**Your instructions**
Among the lines below, list those containing the string "after".

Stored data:
━━━━
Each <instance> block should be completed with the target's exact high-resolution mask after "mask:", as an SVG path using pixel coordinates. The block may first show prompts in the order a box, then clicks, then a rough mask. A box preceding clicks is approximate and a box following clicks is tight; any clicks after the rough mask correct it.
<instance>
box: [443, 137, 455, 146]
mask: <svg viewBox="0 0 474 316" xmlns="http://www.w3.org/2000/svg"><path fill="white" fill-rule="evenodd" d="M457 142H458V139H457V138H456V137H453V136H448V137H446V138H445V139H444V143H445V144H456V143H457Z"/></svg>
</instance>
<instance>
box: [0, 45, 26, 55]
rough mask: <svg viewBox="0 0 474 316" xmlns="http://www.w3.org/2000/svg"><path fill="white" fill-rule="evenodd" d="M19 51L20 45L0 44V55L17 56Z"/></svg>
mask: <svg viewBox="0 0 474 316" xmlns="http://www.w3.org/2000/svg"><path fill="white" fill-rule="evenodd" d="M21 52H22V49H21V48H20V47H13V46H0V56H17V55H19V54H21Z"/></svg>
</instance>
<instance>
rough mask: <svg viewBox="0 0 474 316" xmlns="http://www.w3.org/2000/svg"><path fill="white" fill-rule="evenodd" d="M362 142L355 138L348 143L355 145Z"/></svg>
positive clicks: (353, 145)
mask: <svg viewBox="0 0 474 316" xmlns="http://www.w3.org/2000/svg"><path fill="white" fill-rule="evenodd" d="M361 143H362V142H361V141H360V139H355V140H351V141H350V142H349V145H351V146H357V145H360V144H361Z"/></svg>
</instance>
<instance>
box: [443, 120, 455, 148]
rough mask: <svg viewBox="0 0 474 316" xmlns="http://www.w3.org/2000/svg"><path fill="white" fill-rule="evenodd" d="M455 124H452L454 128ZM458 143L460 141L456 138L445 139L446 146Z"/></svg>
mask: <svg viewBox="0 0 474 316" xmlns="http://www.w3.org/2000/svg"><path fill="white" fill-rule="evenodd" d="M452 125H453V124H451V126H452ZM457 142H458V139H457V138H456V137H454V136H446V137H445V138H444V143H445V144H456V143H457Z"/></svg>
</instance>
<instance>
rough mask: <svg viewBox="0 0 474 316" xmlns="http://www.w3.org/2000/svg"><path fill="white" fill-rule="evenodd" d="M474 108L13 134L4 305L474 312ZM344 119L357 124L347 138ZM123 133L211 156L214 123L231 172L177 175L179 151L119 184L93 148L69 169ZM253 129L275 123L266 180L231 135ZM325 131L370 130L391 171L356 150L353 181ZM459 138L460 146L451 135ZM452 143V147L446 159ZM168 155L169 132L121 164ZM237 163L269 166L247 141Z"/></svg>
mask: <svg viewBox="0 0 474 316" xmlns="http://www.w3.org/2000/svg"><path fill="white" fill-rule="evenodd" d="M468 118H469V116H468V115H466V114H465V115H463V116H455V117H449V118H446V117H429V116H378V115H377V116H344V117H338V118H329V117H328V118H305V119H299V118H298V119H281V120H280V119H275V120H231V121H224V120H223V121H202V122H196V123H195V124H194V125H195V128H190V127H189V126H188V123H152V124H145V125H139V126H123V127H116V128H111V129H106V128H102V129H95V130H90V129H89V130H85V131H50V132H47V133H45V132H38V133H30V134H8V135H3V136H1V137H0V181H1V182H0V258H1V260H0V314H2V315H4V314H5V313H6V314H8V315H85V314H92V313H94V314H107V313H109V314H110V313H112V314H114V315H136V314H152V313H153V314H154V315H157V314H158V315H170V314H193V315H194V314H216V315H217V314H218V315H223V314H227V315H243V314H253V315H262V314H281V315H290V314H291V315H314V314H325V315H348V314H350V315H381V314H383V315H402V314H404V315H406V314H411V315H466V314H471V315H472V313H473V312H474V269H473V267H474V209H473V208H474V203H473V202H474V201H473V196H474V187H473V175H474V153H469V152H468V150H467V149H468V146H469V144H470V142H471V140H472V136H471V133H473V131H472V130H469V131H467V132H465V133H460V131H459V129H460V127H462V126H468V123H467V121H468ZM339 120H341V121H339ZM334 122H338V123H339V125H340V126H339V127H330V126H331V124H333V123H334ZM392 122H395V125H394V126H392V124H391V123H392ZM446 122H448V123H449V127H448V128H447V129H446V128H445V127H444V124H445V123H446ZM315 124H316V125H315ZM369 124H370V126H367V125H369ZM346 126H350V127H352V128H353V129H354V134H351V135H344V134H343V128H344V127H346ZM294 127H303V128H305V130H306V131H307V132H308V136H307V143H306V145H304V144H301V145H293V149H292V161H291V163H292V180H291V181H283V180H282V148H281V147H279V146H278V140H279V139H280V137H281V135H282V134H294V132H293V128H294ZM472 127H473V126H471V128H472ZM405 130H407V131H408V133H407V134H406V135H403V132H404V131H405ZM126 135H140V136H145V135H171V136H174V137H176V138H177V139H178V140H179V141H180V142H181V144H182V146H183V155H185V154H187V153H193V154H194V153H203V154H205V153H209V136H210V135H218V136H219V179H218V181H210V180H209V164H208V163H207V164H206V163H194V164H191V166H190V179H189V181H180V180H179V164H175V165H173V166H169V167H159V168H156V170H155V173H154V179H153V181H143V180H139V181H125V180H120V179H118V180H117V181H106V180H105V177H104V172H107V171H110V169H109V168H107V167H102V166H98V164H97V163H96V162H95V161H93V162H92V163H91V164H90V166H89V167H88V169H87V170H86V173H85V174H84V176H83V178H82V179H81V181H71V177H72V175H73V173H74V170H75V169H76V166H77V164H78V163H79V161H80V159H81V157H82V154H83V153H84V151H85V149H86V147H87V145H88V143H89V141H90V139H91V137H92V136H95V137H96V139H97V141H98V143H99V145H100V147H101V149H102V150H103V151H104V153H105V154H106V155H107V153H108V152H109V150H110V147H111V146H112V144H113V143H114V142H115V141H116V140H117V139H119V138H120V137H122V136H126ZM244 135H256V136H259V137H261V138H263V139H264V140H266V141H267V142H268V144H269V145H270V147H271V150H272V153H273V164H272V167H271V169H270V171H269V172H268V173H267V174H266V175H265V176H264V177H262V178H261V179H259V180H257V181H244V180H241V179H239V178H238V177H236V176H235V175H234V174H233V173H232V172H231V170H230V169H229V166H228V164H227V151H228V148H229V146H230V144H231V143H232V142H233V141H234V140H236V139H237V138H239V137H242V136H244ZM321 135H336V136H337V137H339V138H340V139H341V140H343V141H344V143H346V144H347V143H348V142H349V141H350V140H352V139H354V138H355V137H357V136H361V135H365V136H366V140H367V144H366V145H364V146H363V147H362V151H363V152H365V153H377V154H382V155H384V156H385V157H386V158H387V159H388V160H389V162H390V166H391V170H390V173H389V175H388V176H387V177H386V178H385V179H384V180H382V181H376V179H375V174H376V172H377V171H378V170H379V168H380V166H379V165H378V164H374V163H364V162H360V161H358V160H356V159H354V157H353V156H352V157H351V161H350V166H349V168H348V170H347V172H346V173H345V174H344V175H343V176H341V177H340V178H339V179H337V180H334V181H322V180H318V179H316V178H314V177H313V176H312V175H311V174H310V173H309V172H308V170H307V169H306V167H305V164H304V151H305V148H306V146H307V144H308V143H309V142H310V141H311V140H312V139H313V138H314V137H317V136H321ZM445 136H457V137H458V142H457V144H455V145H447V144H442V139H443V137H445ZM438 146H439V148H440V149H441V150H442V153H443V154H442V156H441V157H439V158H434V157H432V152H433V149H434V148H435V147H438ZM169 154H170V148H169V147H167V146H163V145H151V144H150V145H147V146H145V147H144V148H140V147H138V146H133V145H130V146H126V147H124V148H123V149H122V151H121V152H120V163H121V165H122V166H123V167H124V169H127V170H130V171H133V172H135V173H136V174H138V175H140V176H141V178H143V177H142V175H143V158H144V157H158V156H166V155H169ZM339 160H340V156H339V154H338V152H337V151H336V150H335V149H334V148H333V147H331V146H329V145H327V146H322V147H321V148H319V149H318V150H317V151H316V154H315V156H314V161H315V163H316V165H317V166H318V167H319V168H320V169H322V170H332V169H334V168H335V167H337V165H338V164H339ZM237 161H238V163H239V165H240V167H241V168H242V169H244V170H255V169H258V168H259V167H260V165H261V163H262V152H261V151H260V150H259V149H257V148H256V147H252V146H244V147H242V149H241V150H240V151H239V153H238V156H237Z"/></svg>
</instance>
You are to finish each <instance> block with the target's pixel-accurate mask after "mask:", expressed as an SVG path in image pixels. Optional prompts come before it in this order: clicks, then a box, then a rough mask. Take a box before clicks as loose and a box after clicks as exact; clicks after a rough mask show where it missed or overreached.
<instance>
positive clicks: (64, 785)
━━━━
**Reply to the exercise**
Each <instance> block should be completed with the target's exact high-resolution mask after "mask:", as an SVG path using pixel coordinates. The block may first show prompts in the order a box, then clicks, then a rough mask. A box preceding clicks is approximate and a box following clicks is tight; any clicks after the rough mask correct it.
You are to finish each <instance> block with the target's pixel-accurate mask after "mask:", expressed as an SVG path in image pixels. Optional prompts come before it in this order: clicks, then a box, then a rough mask. Take a box before clicks as loose and a box after clicks as exact; clicks after a rough mask show where it missed or overreached.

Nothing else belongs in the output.